■ **Written instruction**
Convert the lines of the records, starting at the line that contains "Expected: one pin per instance of the white curtain, each" and ending at the end of the records, into a JSON list of strings, one string per line, with blank lines omitted. Leave the pictures out of the list.

■ **Data for this task**
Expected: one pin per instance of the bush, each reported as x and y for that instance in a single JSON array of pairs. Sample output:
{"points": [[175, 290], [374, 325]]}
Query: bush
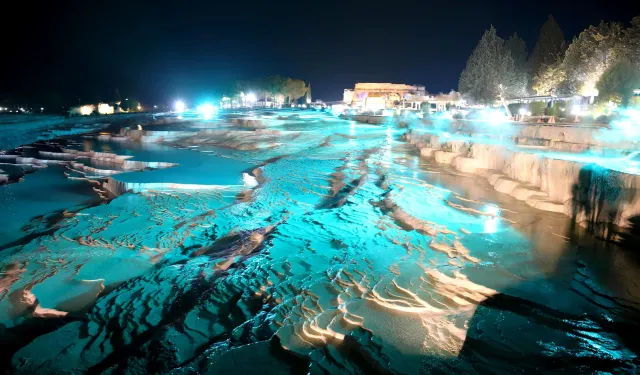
{"points": [[537, 108], [558, 110]]}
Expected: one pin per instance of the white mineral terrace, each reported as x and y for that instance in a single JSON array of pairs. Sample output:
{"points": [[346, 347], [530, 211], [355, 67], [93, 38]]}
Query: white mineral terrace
{"points": [[298, 242]]}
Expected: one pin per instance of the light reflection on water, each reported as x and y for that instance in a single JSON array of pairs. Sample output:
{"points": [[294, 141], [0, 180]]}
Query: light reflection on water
{"points": [[359, 233]]}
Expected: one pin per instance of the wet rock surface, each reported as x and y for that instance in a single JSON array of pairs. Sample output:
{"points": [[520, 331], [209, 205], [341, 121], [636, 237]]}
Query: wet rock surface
{"points": [[321, 246]]}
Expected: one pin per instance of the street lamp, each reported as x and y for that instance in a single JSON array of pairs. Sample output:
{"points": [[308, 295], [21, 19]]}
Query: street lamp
{"points": [[251, 98], [179, 106]]}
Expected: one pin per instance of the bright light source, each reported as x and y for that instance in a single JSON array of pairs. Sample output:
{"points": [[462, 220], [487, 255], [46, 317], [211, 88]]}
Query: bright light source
{"points": [[105, 109], [179, 106], [207, 110], [387, 112], [86, 110]]}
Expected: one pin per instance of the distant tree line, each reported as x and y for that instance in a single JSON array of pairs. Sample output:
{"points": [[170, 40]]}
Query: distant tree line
{"points": [[602, 60], [278, 88]]}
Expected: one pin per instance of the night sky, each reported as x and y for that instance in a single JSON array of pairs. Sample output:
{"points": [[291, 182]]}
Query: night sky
{"points": [[161, 50]]}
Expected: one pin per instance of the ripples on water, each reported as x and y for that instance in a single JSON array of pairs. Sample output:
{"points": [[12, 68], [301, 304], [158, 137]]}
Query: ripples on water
{"points": [[353, 255]]}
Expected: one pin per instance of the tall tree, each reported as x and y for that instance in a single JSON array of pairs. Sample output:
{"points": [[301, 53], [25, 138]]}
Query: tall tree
{"points": [[590, 55], [549, 79], [294, 89], [549, 47], [618, 82], [631, 40], [518, 50], [490, 72], [308, 93]]}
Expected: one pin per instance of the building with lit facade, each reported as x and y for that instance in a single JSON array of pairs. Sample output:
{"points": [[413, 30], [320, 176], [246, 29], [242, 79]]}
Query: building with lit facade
{"points": [[377, 96]]}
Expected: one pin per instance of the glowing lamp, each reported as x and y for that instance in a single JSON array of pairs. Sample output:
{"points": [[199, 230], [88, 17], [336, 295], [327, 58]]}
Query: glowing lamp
{"points": [[207, 110], [105, 109], [179, 106], [86, 110], [251, 98]]}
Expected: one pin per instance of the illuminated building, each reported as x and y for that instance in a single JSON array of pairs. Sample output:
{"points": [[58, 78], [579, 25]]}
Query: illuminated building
{"points": [[378, 96]]}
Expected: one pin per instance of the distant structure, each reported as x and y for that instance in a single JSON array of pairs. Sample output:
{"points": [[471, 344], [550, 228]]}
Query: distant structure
{"points": [[380, 96], [377, 96]]}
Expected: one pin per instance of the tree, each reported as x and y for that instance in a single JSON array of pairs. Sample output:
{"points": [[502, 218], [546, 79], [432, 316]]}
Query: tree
{"points": [[618, 82], [589, 55], [518, 50], [631, 40], [549, 47], [549, 79], [491, 71], [308, 93], [294, 89]]}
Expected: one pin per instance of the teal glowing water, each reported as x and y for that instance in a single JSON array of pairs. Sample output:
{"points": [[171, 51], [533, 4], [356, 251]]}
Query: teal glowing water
{"points": [[349, 241]]}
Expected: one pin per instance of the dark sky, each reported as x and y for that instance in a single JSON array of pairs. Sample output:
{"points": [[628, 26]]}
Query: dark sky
{"points": [[160, 50]]}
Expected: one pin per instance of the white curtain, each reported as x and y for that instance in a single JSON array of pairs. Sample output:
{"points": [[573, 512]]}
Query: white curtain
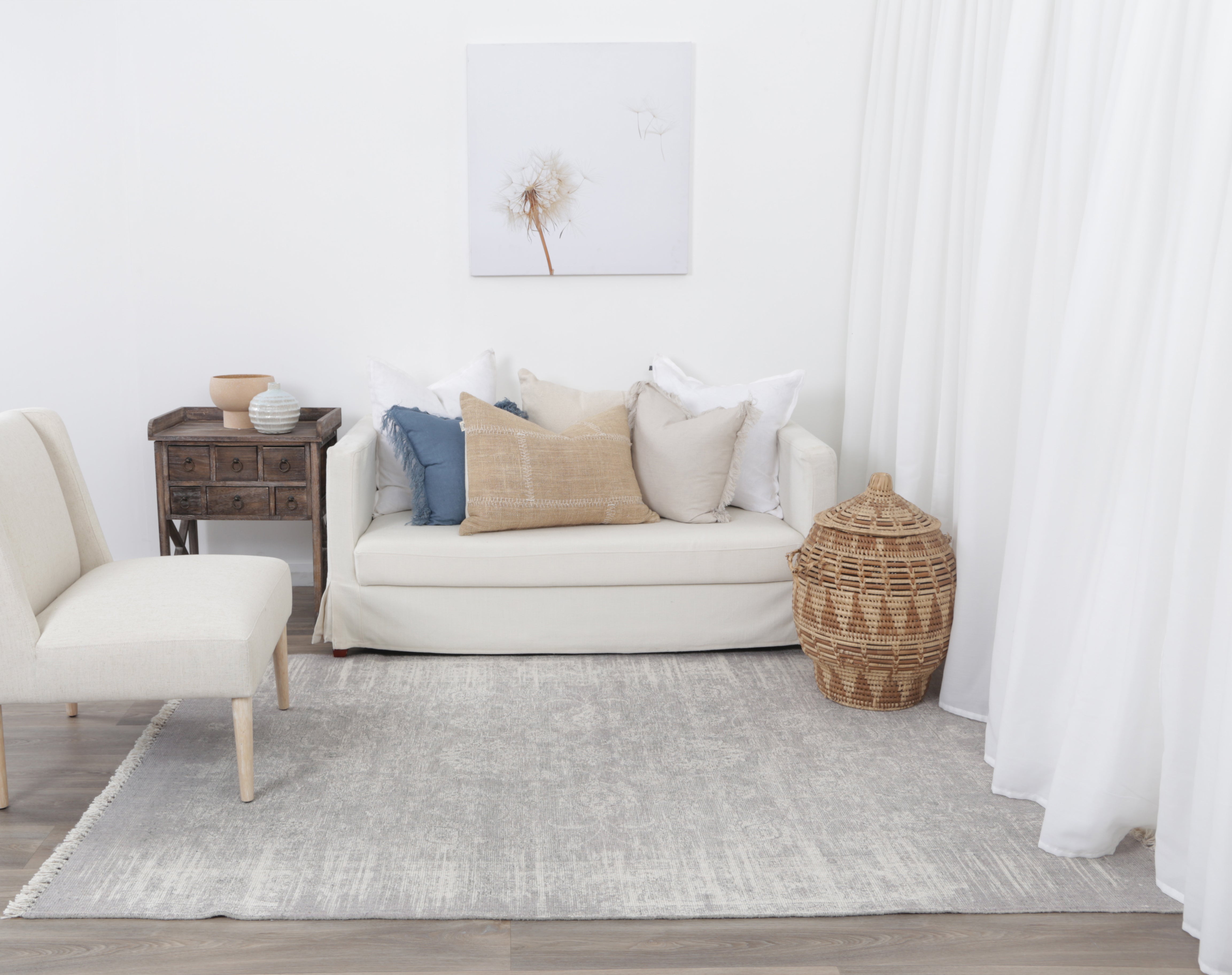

■ **Task output**
[
  "Expected: one pin per instance of the white curtain, each reported as x and y for that instance in a single JSON array of pairs. Sample output:",
  "{\"points\": [[573, 512]]}",
  "Query: white curtain"
]